Opioid antagonism enhances marijuana's effects in heavy marijuana smokers.Psychopharmacology (Berl) 2010; 211(2):141-8P
RATIONALE AND OBJECTIVE
Studies in laboratory animals strongly suggest reciprocal modulation of the opioidergic and endocannabinoid systems, a relationship that has not been demonstrated in humans. This study sought to clarify this interaction by assessing how a range of naltrexone doses altered the subjective, cognitive, and cardiovascular effects of marijuana.
MATERIAL AND METHODS
Daily marijuana smokers (n = 29) participated in this within-subject, randomized, double-blind, placebo-controlled study. Naltrexone (0, 12, 25, 50, or 100 mg) was administered before active or inactive marijuana (3.27 or 0% THC) was smoked.
Active marijuana increased subjective ratings of marijuana 'Strength,' 'High,' and positive subjective ratings of marijuana quality and drug effect including 'Liking,' 'Good,' and 'Take Again' compared to inactive marijuana. Naltrexone alone decreased ratings of 'Liking,' 'Take Again,' and 'Stimulated' compared with placebo, but increased ratings of drug 'Strength,' 'High,' 'Good,' 'Liking,' 'Stimulated,' and 'Take Again' when administered under active marijuana conditions. Active marijuana did not affect performance on cognitive tasks relative to inactive marijuana, whereas naltrexone decreased performance when administered alone or in combination with active marijuana. Active marijuana increased heart rate compared to inactive marijuana under placebo naltrexone conditions. Although naltrexone alone decreased heart rate, it further increased marijuana's cardiovascular effect.
In heavy marijuana smokers opioid-receptor blockade enhanced the subjective and cardiovascular effects of marijuana, suggesting that endogenous opioids dampen cannabinoid effects in this population. These findings demonstrate that a broad range of clinically used doses of naltrexone potentially increases the abuse liability and cardiovascular risks of cannabinoids.

++++++++++++++++++++

_Exercise tasks_
a) From the abstract on naltrexone and marijuana, reproduce the stretch from "Opioid antagonism enhances" through "THC) was smoked." word for word.
b) According to the abstract on naltrexone and marijuana, what THC content did the active marijuana have?
c) List every naltrexone dose given in the abstract on naltrexone and marijuana.

++++++++++++++++++++

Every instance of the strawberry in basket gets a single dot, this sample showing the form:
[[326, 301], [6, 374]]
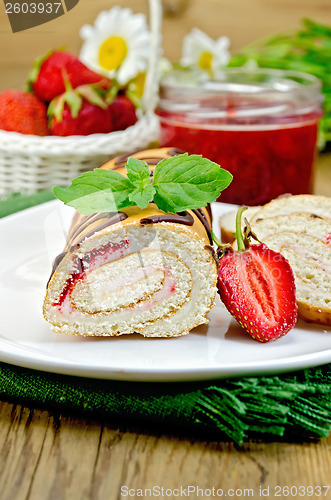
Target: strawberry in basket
[[22, 112], [46, 78], [257, 286], [80, 111]]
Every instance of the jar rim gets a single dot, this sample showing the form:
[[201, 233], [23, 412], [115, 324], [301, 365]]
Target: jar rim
[[248, 92]]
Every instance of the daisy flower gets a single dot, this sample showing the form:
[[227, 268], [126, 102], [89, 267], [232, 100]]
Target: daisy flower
[[199, 50], [117, 45]]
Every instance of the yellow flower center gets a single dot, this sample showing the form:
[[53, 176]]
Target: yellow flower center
[[205, 60], [112, 53]]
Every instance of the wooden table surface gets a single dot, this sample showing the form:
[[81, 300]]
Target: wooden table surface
[[49, 456]]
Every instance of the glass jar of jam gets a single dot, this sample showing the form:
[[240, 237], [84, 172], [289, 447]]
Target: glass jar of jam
[[259, 124]]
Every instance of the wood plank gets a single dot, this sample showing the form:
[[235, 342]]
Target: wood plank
[[50, 457]]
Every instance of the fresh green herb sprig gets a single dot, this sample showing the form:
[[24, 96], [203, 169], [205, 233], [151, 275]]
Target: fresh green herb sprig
[[179, 183], [306, 50]]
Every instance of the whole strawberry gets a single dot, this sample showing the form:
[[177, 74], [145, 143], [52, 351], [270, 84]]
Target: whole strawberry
[[22, 112], [80, 111], [46, 79], [123, 112], [257, 287]]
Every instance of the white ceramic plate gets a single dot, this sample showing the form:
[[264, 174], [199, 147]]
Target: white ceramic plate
[[31, 239]]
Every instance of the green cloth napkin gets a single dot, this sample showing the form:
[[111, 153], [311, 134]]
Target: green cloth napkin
[[292, 406]]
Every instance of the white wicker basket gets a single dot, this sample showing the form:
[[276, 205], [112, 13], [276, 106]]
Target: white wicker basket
[[29, 163]]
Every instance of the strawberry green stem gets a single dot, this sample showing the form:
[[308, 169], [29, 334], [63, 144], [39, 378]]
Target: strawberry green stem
[[239, 236]]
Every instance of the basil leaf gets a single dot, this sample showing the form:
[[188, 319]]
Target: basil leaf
[[97, 191], [188, 181], [138, 172], [142, 197]]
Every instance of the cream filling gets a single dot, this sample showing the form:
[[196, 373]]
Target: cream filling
[[131, 288]]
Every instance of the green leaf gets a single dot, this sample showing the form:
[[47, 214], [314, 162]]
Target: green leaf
[[138, 172], [97, 191], [142, 197], [187, 182]]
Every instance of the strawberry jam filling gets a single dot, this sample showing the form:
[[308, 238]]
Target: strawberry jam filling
[[95, 258]]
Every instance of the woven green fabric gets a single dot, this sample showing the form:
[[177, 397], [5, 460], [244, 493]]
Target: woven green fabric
[[291, 406]]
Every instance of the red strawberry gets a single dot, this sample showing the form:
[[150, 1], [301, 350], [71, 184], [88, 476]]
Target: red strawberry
[[123, 112], [46, 79], [79, 111], [257, 287], [22, 112]]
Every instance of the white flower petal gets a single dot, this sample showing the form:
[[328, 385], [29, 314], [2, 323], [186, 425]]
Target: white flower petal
[[124, 24], [197, 42]]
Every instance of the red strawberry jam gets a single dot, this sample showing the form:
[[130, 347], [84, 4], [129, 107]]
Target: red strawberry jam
[[261, 126], [90, 261]]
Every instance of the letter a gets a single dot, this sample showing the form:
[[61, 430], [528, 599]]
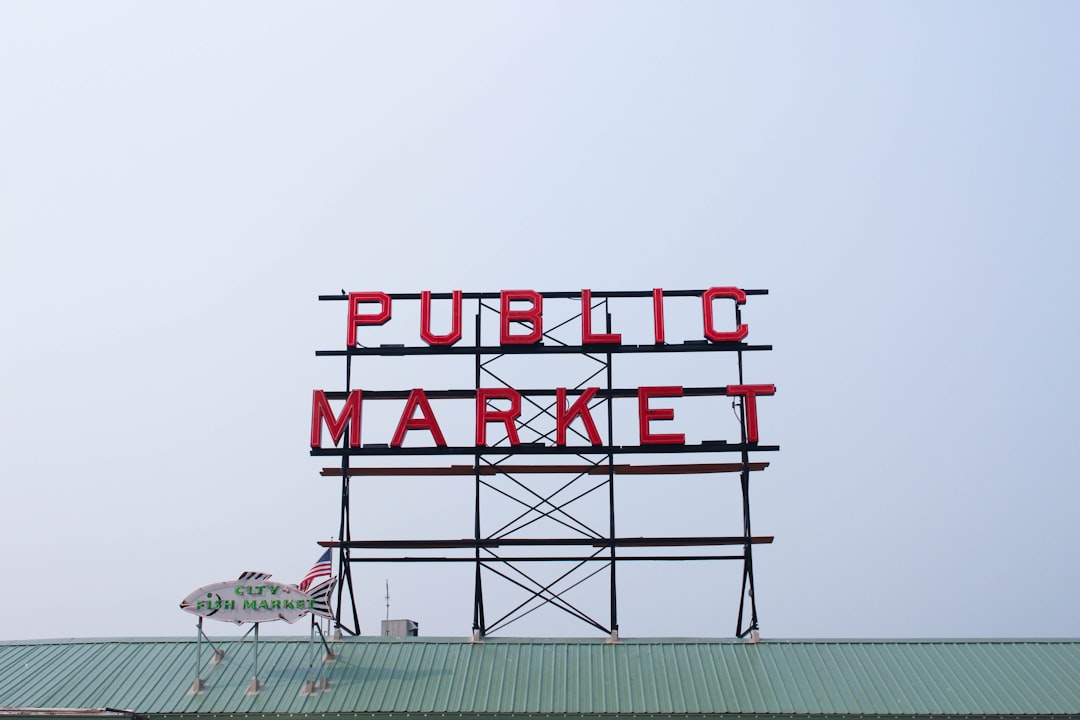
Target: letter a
[[417, 398]]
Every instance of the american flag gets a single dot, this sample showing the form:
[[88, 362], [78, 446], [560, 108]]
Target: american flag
[[320, 569]]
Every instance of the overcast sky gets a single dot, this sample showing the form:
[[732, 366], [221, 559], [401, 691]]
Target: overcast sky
[[179, 182]]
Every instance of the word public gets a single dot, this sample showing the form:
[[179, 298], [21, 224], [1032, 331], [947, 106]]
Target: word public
[[503, 405]]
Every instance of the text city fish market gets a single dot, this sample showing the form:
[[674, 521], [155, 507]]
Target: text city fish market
[[252, 591], [532, 315]]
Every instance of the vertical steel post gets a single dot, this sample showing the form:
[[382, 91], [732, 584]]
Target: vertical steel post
[[611, 535], [747, 575], [480, 628]]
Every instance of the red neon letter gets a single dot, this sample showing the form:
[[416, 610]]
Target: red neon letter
[[586, 324], [350, 413], [646, 415], [751, 393], [417, 398], [532, 315], [426, 333], [366, 318], [484, 415], [711, 331], [564, 417], [658, 314]]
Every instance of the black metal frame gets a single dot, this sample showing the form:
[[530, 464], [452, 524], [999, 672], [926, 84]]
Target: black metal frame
[[489, 469]]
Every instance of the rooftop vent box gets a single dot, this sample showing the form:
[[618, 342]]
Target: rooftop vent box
[[400, 628]]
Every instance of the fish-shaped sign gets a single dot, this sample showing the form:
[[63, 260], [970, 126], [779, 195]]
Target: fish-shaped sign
[[254, 598]]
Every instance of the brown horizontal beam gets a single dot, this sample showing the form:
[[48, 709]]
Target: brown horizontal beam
[[469, 543], [678, 469]]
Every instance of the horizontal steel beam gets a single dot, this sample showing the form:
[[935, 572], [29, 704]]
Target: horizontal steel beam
[[538, 349], [559, 294], [541, 449], [470, 543], [470, 471]]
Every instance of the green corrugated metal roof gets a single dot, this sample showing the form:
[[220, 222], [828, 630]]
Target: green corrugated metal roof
[[553, 677]]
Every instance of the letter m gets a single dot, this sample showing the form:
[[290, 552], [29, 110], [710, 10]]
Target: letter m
[[321, 412]]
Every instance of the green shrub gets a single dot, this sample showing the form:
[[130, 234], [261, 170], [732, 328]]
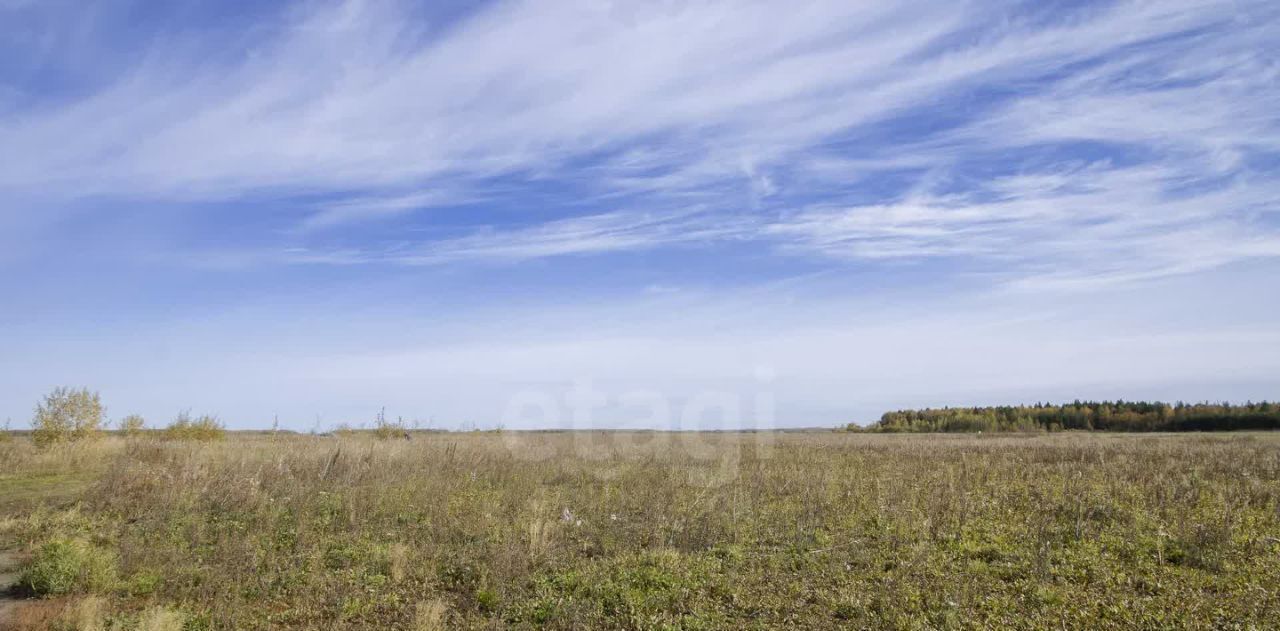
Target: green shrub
[[184, 428], [67, 415], [69, 566]]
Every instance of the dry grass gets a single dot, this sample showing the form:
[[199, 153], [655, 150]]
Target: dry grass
[[671, 530]]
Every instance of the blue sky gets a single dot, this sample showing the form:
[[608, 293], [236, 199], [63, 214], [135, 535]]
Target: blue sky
[[753, 214]]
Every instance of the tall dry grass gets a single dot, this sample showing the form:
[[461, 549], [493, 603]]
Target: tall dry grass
[[595, 530]]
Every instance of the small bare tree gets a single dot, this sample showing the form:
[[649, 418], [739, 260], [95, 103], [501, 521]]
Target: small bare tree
[[65, 415]]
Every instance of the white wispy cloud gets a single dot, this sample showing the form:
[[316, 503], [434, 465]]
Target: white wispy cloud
[[739, 109]]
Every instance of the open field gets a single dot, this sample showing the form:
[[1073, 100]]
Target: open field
[[488, 530]]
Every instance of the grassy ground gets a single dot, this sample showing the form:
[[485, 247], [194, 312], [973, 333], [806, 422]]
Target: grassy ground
[[648, 531]]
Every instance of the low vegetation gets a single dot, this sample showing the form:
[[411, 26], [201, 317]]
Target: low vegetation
[[204, 429], [67, 415], [648, 530], [133, 425]]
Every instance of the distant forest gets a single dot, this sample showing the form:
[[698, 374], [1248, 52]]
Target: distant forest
[[1102, 416]]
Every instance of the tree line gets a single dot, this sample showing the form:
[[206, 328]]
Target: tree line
[[1084, 415]]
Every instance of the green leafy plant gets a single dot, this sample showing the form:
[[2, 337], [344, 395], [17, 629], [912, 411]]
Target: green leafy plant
[[67, 566]]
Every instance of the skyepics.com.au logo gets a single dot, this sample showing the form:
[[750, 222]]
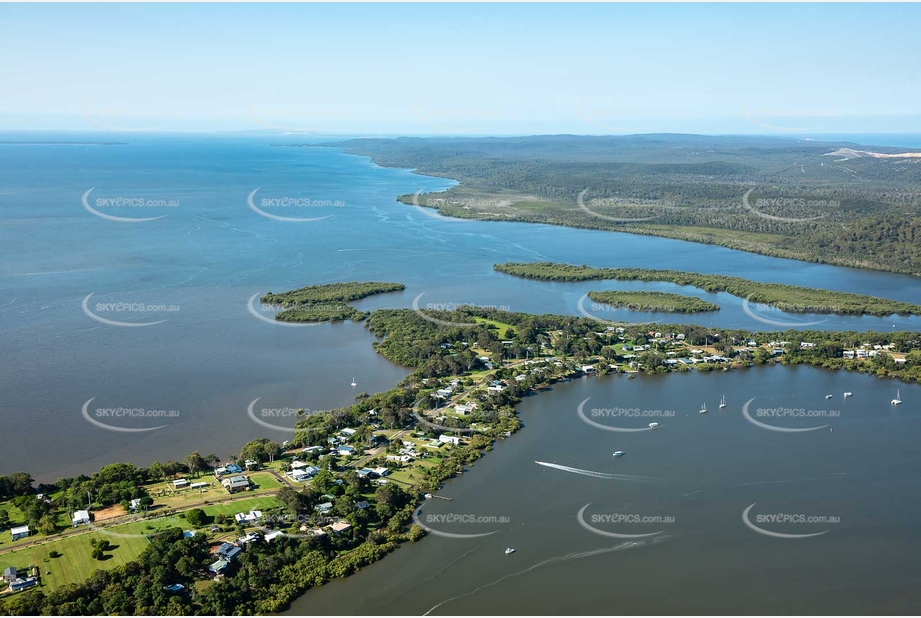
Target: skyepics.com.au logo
[[103, 207], [599, 307], [637, 416], [761, 312], [450, 306], [117, 418], [788, 204], [622, 202], [270, 207], [122, 309], [773, 418], [269, 417], [440, 524], [623, 525], [784, 525]]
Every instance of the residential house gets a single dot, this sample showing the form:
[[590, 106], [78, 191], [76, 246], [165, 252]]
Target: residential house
[[228, 551], [20, 533], [340, 526], [235, 484], [22, 584], [248, 519]]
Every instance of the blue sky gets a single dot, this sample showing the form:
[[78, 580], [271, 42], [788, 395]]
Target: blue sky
[[463, 69]]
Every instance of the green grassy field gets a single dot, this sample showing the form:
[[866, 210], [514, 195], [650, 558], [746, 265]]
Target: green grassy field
[[128, 540], [75, 564]]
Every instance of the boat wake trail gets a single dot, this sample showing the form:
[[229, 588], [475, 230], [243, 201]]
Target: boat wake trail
[[572, 556], [594, 474]]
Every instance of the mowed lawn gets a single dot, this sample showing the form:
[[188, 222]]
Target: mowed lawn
[[128, 540], [75, 565]]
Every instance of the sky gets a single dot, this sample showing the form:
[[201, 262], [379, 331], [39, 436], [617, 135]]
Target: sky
[[500, 69]]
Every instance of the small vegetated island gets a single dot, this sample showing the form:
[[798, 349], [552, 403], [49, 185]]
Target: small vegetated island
[[327, 302], [789, 298], [662, 302]]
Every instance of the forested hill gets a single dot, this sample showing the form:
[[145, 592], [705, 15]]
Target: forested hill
[[808, 202]]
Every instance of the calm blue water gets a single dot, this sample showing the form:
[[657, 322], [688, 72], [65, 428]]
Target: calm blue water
[[210, 357]]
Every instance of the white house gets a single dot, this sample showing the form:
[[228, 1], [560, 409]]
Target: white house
[[235, 484], [340, 526], [248, 518], [80, 518], [20, 533]]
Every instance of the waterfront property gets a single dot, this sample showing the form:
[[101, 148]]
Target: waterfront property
[[19, 532], [236, 483], [80, 518]]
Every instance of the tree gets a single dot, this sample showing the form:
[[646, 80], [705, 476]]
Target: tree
[[195, 462], [46, 525], [196, 517]]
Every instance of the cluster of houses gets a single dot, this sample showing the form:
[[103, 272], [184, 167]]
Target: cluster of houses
[[447, 391], [301, 471], [867, 351], [16, 583]]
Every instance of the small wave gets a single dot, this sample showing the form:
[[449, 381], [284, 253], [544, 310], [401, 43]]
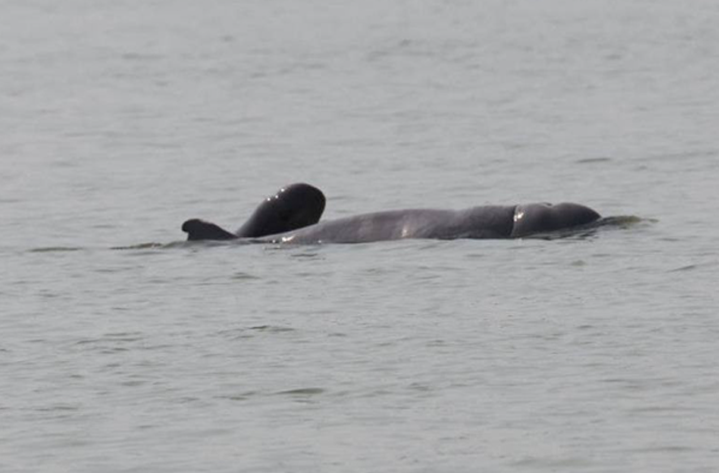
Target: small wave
[[593, 160], [302, 392]]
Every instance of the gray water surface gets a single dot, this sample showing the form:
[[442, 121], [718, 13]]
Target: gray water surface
[[125, 349]]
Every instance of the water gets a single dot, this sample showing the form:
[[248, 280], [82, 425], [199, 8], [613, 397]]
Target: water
[[125, 349]]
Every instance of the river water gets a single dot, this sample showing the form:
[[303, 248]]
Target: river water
[[125, 349]]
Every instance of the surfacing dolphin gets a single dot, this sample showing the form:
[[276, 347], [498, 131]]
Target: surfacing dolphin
[[292, 216]]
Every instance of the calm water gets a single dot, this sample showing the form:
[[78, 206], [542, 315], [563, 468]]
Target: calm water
[[126, 350]]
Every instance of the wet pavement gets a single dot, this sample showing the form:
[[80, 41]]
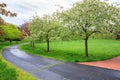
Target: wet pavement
[[48, 69]]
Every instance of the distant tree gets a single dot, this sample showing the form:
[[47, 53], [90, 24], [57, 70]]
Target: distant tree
[[11, 32], [4, 11], [89, 17], [24, 28], [45, 28]]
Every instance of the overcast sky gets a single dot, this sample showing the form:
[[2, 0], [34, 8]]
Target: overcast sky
[[27, 8]]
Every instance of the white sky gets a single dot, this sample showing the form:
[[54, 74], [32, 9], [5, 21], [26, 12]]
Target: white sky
[[27, 8]]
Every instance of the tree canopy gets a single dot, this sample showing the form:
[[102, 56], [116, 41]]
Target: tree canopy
[[89, 17]]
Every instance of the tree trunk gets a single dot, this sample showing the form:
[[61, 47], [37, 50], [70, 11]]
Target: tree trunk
[[33, 44], [48, 45], [86, 47]]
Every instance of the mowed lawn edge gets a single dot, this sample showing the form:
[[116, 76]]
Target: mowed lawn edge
[[73, 51], [21, 75]]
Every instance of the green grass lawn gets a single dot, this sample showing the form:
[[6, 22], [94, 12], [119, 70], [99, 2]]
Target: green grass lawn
[[73, 51], [9, 71]]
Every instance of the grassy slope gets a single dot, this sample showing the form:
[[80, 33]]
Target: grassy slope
[[21, 75], [73, 51]]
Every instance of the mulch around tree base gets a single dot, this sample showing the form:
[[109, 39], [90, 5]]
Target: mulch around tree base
[[113, 63]]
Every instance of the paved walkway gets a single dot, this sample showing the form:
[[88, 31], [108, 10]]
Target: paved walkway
[[110, 64], [47, 69]]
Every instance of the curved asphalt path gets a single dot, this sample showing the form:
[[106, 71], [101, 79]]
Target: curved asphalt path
[[47, 69]]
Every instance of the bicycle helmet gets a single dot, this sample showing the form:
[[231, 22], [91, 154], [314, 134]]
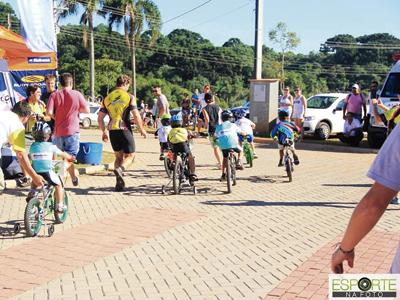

++++++++++++++++++++

_Solutions by task_
a)
Opioid antagonism enhances marijuana's effects in heavy marijuana smokers.Psychopharmacology (Berl) 2010; 211(2):141-8P
RATIONALE AND OBJECTIVE
Studies in laboratory animals strongly suggest reciprocal modulation of the opioidergic and endocannabinoid systems, a relationship that has not been demonstrated in humans. This study sought to clarify this interaction by assessing how a range of naltrexone doses altered the subjective, cognitive, and cardiovascular effects of marijuana.
MATERIAL AND METHODS
Daily marijuana smokers (n = 29) participated in this within-subject, randomized, double-blind, placebo-controlled study. Naltrexone (0, 12, 25, 50, or 100 mg) was administered before active or inactive marijuana (3.27 or 0% THC) was smoked.

b) 3.27% THC

c)
0 mg
12 mg
25 mg
50 mg
100 mg